問題 A -> 本文から次の一文を英語に訳してください：「転車台とは、蒸気機関車の向きを180度転換させる装置。」

本文 ->
一見すべきよし、人々のすすむるによりて、
尾花沢よりとって返し、其間七里計なり。
日、いまだ暮れず。
麓の坊に宿かり置きて、山上の堂に登。
岩に巌を重て山とし、松柏年ふり、
土石老いて、苔なめらかに、
岩上の院々扉を閉じて、物の音きこえず。
岸をめぐり、岩を這いて、
仏閣を拝し、佳景、寂莫として、
こころすみ行くのみ覚ゆ。

  閑かさや岩にしみ入蝉の声


     ・・松尾芭蕉「奥の細道」・・




  立石寺の中腹から山寺駅を見下ろしたところ。画面を拡大してみると、左端、駅のはずれにターンテーブル(転車台)が見える。・・・「てんしゃだい」と入力しても「転台」としか出ない。いつの間にか”転車台”も死語ななっていた。
  転車台とは、蒸気機関車の向きを180度転換させる装置。電車なら止まったその場で運転手さえ移動すれば、すぐに反対向きに走り出せるが、蒸気機関車は基本的には前向きにしか走れない。というわけで機関車をこの台の上にのせて、ぐるっと半回転させ前後を逆にしていたわけ。
  その転車台が、なぜこんな山奥の小駅にあるのか。面白山トンネルが開通したころは、電化されていたのは、このトンネル区間、作並・山寺間だけで、山寺から山形に向かっては非電化で蒸気機関車が牽いていた。山形からやってきた蒸気機関車はここで、列車を電気機関車に渡してお役ご免。ターンして山形へ。その遺物として転車台が残っていたというわけ。このときはすでに無用の長物だったはず。
  当然、仙台からやって来た蒸気機関車は、作並で同じことをやっていたはず。転車台が残っていたかどうかまでは気が回らなかった。仙台・作並間交流電化と同時に撤去されたであろう。

課題用データ ->
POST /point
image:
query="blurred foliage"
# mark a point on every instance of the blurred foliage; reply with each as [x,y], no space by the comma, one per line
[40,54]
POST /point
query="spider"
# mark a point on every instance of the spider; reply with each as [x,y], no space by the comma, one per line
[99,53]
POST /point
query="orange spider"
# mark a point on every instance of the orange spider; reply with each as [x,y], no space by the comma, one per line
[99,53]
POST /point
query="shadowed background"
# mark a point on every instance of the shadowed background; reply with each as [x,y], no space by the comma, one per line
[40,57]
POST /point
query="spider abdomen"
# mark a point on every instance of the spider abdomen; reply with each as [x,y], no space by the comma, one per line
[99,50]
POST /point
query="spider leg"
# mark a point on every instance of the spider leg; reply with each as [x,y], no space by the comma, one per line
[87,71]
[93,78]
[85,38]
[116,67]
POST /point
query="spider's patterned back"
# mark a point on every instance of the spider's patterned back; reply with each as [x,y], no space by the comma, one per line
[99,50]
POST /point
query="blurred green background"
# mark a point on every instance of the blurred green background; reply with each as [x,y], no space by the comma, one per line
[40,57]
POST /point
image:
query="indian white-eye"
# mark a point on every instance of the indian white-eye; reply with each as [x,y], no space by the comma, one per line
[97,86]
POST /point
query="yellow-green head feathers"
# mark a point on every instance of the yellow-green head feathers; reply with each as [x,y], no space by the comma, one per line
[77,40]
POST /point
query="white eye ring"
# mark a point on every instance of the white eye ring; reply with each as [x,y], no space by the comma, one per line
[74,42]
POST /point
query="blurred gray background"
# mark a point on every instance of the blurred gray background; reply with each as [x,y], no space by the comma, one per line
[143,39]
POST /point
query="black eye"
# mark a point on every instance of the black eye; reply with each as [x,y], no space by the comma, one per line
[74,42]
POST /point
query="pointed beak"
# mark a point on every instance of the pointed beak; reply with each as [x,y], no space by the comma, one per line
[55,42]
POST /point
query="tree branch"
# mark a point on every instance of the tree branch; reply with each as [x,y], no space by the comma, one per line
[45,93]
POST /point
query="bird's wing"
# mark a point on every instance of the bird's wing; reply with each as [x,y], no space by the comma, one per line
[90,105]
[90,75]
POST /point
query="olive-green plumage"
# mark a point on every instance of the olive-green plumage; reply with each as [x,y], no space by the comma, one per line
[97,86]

問題 B -> 記録を調べ、「bird」という文字列を含む行をすべて見つけて書き出してください。

解答例 A -> A turntable is a device that turns a steam locomotive around by 180 degrees.

解答例 B ->
query="bird's wing"
# mark a point on every instance of the bird's wing; reply with each as [x,y], no space by the comma, one per line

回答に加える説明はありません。